***** RECORDS FOR THE EXERCISE *****

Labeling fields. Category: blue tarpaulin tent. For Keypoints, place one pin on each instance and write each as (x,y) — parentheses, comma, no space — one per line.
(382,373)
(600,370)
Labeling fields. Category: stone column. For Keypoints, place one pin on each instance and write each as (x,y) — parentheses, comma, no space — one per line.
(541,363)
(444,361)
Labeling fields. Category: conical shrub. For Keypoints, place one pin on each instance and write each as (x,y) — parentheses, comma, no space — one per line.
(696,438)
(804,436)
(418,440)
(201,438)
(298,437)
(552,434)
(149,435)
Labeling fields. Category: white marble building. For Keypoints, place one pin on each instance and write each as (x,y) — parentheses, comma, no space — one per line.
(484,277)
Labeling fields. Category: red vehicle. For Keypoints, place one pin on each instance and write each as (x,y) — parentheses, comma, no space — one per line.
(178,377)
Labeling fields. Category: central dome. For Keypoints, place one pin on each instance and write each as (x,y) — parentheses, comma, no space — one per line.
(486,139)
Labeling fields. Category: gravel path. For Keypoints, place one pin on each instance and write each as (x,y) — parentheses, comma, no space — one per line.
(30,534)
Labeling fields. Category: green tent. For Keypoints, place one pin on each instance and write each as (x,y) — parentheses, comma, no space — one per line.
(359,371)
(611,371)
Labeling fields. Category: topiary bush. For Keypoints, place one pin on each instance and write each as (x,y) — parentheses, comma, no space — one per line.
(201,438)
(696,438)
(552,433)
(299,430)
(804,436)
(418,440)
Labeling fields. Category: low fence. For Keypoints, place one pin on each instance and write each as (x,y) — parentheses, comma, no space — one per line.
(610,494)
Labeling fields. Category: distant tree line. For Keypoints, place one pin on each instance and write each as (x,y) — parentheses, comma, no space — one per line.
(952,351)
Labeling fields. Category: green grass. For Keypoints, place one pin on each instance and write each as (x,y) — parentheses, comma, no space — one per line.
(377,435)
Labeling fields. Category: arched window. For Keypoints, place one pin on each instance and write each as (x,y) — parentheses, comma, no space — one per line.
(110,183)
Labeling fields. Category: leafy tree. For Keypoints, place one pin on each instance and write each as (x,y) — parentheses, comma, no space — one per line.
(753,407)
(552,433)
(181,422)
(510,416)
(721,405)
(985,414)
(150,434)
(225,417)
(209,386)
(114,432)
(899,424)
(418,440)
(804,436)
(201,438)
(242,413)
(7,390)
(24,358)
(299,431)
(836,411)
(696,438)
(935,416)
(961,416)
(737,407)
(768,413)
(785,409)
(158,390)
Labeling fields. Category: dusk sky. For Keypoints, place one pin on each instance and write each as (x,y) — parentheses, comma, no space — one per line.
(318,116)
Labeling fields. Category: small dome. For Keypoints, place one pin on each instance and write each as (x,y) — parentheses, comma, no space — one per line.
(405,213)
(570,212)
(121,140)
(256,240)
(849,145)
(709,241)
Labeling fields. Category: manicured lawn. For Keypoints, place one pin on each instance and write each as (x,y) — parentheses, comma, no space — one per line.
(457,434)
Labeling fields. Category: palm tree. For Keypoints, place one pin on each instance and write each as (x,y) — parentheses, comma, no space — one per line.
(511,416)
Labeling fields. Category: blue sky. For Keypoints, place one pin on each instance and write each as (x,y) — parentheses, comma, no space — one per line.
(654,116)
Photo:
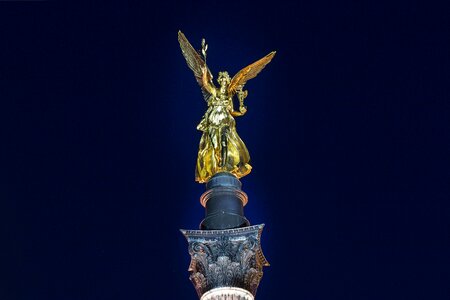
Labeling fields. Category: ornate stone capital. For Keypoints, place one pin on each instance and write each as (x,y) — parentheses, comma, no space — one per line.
(226,258)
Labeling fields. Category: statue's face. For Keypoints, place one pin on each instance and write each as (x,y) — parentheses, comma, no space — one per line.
(223,80)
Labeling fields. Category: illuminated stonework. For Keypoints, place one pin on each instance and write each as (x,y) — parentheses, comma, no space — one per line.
(227,293)
(226,258)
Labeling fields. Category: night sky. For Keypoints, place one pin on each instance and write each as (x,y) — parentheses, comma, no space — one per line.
(347,128)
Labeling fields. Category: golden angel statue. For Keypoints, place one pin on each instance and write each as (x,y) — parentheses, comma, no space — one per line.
(221,149)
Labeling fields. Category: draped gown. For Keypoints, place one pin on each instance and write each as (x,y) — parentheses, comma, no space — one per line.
(221,149)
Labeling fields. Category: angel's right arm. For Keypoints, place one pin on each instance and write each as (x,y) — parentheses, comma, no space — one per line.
(206,82)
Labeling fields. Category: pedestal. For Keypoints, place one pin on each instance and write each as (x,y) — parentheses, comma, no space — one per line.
(226,256)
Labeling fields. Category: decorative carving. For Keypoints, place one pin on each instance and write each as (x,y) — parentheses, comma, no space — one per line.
(226,258)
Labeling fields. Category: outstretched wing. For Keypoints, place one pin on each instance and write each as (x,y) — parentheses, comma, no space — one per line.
(196,64)
(249,72)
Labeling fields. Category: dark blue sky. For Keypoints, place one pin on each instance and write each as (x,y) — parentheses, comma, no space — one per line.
(347,128)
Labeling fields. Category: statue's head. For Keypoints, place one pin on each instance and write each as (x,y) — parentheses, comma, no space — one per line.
(224,79)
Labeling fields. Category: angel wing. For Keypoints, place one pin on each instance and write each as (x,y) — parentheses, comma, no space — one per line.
(249,72)
(197,65)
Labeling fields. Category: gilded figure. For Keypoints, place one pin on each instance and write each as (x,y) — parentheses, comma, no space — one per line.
(221,149)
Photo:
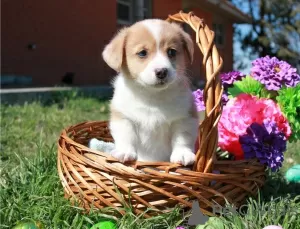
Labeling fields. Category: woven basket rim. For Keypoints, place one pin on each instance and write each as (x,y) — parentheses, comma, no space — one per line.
(91,175)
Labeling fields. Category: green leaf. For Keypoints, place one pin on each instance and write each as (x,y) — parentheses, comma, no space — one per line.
(247,85)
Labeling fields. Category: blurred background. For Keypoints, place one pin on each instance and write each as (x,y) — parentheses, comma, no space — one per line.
(54,43)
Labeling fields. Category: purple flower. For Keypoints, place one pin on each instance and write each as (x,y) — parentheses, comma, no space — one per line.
(199,100)
(230,77)
(264,142)
(274,73)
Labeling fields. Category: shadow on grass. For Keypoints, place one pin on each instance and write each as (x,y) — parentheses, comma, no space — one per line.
(277,186)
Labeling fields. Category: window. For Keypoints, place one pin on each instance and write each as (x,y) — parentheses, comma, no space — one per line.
(219,34)
(130,11)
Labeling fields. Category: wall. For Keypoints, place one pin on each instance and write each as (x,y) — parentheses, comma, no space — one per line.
(162,8)
(69,34)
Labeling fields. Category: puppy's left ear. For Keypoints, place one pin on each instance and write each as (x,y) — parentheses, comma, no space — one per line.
(188,45)
(113,53)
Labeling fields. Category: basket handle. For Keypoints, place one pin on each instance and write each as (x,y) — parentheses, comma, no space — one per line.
(212,63)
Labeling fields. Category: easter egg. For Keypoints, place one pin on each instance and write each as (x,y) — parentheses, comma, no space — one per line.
(104,225)
(293,174)
(28,225)
(272,227)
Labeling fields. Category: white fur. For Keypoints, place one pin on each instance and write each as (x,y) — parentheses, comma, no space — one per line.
(157,124)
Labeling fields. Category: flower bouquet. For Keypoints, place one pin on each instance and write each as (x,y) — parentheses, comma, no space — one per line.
(261,112)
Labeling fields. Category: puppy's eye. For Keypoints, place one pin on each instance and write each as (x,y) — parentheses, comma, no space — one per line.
(142,54)
(171,53)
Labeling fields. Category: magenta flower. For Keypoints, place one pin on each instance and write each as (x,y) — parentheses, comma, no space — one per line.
(199,100)
(274,73)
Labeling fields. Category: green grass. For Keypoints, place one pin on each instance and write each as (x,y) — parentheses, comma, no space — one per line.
(30,187)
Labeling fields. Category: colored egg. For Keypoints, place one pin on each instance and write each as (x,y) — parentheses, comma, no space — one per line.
(293,174)
(272,227)
(104,225)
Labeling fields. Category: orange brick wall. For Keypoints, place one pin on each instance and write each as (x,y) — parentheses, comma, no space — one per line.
(70,36)
(162,8)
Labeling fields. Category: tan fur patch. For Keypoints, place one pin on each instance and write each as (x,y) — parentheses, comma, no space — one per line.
(139,38)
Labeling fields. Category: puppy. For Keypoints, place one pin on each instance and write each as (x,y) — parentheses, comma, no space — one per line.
(153,117)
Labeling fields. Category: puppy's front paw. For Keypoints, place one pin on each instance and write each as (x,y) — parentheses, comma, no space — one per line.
(124,156)
(183,156)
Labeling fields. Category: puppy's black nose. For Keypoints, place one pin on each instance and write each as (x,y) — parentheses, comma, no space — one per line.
(161,73)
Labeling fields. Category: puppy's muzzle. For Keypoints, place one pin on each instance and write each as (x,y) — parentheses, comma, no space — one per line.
(161,73)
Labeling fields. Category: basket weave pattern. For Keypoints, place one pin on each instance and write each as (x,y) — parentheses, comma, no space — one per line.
(97,179)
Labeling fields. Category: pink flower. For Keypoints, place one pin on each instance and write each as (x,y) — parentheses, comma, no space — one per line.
(239,113)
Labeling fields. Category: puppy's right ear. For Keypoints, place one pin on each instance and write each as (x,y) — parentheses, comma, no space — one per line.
(113,52)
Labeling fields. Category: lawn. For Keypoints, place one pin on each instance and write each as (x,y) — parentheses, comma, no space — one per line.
(30,187)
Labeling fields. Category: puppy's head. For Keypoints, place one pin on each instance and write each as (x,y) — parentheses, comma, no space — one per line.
(151,52)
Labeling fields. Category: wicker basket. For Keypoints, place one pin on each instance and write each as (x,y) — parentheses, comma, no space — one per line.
(97,179)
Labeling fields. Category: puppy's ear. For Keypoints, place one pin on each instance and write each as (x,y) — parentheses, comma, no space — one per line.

*****

--- EXERCISE PROMPT ---
Only one span is to be repeated: the line with "Labeling fields. Category: puppy's right" through the final line of the entries above, word for word.

--- WRITTEN SOLUTION ---
Labeling fields. Category: puppy's right ear. For Keypoints, place one pin on each instance and write each as (x,y) — parentheses, comma, no space — one per line.
(113,52)
Labeling fields. Category: lawn. For Keypoints, place one pin on each instance and write each as (x,y) — parentheses, comma, no space — one per line.
(30,187)
Labeling fields. Category: puppy's head. For Keypoints, place one pin on each instance and write each as (x,y) — parentheses, comma, no space — one per line.
(151,52)
Labeling fields. Category: wicker basket. For Keypoints, place one pin on each instance and write each as (x,y) — parentheses, comma, no space — one per line.
(97,179)
Labeling fields. Category: puppy's ear. For Keypoints, place one pin on each instance and write each as (x,y) — parentheses, comma, no space — one per line.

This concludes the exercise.